▶ **DO THIS**: Please count the lines in the items below that contain the string "white", with case taken into account. Give only the number.

▶ **RECORDS FOR PROCESSING**:
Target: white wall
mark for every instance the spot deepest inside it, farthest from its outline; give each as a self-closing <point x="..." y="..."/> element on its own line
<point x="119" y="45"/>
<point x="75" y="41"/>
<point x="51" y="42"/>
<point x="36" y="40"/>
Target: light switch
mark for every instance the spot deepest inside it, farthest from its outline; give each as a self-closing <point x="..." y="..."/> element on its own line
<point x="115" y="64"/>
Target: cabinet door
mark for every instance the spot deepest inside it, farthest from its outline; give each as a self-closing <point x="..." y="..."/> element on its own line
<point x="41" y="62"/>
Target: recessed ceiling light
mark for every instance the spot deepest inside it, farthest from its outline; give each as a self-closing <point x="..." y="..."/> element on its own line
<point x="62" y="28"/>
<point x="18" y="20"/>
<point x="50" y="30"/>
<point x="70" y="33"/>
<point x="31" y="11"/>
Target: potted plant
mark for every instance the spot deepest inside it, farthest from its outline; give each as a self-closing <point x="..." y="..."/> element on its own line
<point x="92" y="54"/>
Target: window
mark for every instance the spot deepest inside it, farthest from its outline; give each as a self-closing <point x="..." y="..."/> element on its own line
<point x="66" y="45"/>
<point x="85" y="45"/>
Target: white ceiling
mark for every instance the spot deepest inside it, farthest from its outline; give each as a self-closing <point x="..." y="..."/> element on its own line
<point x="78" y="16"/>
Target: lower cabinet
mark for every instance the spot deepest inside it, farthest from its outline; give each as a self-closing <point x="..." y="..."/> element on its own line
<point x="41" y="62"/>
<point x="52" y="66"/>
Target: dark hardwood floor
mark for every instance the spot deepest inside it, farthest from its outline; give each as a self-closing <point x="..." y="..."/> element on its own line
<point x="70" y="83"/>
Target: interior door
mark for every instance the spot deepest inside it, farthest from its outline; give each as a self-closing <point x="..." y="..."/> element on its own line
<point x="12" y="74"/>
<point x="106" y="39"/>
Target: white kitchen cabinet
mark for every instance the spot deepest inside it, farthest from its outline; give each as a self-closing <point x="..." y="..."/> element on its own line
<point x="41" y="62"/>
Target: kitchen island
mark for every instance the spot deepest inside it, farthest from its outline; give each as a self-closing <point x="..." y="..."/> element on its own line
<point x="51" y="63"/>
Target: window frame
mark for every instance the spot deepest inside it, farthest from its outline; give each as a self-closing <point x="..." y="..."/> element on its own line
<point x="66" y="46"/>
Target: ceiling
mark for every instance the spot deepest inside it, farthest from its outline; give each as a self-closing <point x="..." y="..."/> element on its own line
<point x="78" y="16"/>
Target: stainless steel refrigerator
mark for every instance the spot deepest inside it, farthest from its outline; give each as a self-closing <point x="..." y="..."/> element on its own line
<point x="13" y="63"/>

* * *

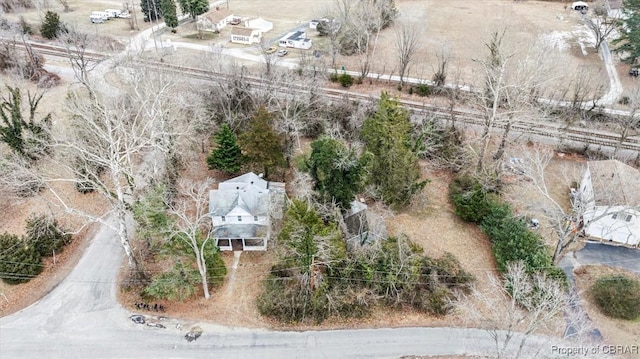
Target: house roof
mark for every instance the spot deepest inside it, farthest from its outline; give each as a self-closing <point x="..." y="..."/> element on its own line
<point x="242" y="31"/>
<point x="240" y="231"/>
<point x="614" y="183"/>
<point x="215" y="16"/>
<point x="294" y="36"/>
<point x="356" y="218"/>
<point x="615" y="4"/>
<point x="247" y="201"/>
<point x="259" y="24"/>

▶ **ANSWER TO THE EXERCISE**: 3